** Begin RECORDS **

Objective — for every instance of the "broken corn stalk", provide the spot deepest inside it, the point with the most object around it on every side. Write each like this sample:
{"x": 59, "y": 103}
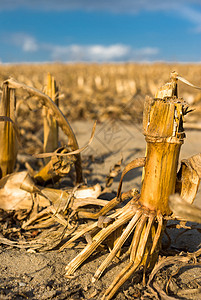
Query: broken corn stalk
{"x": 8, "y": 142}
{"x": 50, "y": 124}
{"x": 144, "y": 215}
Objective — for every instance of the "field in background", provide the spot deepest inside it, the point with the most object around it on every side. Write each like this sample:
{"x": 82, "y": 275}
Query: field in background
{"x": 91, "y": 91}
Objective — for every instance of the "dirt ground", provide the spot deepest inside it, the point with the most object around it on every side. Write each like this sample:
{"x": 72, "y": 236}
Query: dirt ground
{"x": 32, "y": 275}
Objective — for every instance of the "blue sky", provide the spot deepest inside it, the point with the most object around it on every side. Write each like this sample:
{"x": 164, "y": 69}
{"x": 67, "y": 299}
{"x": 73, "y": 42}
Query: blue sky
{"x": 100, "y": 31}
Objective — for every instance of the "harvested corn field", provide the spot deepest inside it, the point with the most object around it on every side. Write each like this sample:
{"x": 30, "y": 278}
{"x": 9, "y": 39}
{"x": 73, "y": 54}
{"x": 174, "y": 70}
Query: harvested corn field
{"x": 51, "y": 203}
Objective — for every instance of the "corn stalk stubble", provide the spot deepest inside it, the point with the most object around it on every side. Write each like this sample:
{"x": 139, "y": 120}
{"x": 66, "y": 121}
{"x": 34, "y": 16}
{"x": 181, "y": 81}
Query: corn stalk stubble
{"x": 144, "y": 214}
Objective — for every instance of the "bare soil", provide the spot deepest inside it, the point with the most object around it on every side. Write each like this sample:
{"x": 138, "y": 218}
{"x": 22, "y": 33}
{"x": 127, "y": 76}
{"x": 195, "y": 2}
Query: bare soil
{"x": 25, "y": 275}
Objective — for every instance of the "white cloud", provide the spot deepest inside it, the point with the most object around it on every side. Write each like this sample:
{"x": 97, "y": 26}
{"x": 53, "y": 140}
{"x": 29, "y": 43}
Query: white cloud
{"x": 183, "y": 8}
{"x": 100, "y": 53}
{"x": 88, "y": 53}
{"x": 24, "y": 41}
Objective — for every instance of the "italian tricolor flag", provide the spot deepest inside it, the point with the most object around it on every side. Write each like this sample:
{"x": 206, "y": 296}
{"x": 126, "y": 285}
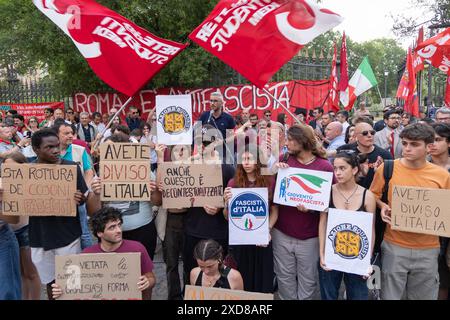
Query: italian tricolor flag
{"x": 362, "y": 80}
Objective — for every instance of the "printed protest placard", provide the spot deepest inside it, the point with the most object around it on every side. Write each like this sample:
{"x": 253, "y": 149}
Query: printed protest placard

** End RECORDS **

CHALLENGE — Write out the whole listing again, exactly, with no pictures.

RESULT —
Objective — for every instance of the "broken corn stalk", provide the spot deepest inside it, the point with the most object around it on every side. Write each like this sample:
{"x": 59, "y": 103}
Query: broken corn stalk
{"x": 8, "y": 142}
{"x": 50, "y": 124}
{"x": 144, "y": 215}
Objective — for every instance of the "field in background", provide the spot deepest inside it, the point with the most object around it on every side. Write each like this sample:
{"x": 82, "y": 275}
Query: field in background
{"x": 91, "y": 91}
Objective — for every instance of the "dirt ground", provide the spot deepest inside it, the point with the most object around it on every side. Write each like this sample:
{"x": 72, "y": 236}
Query: dirt ground
{"x": 32, "y": 275}
Objective — for every instance of the "blue sky", provide the spot deepest inside it, the point with the most object around it on every side. Write each like this sample:
{"x": 164, "y": 69}
{"x": 67, "y": 299}
{"x": 73, "y": 42}
Query: blue sky
{"x": 100, "y": 31}
Objective — for every instance of the "harvested corn field", provide the spot deepest inside it, the point with the most object around it on every side. Write each like this sample:
{"x": 30, "y": 278}
{"x": 9, "y": 39}
{"x": 73, "y": 54}
{"x": 174, "y": 70}
Query: harvested corn field
{"x": 51, "y": 203}
Objective — for every instance of the "corn stalk stubble", provide the spot deepest inside it, the point with the most object around it on every side. Write each like this sample:
{"x": 139, "y": 120}
{"x": 66, "y": 121}
{"x": 34, "y": 16}
{"x": 181, "y": 81}
Query: corn stalk stubble
{"x": 144, "y": 214}
Objective — for every instance of the "bare soil", provide the spot deepest inside it, the point with the most object around it on every side. Write each like this sample:
{"x": 138, "y": 218}
{"x": 22, "y": 33}
{"x": 127, "y": 76}
{"x": 195, "y": 2}
Query: bare soil
{"x": 25, "y": 275}
Objective — for every instance of the "white cloud", provide the spot deepest inside it, the point with the most object around it on every side. Write each like this sample:
{"x": 97, "y": 26}
{"x": 53, "y": 140}
{"x": 29, "y": 43}
Query: white cloud
{"x": 183, "y": 8}
{"x": 100, "y": 53}
{"x": 88, "y": 53}
{"x": 24, "y": 41}
Objective — for every instance of the "italian tricolor flag", provide the spot deepest inside it, the point with the most object around it on every side. Write each like this sample:
{"x": 206, "y": 296}
{"x": 126, "y": 285}
Query: italian tricolor flag
{"x": 362, "y": 80}
Objective — for every instance of the "printed protest placard", provide the spot deepest inside it, the point with the most object around it on every side. Write each like this sample:
{"x": 253, "y": 149}
Query: printed protest placard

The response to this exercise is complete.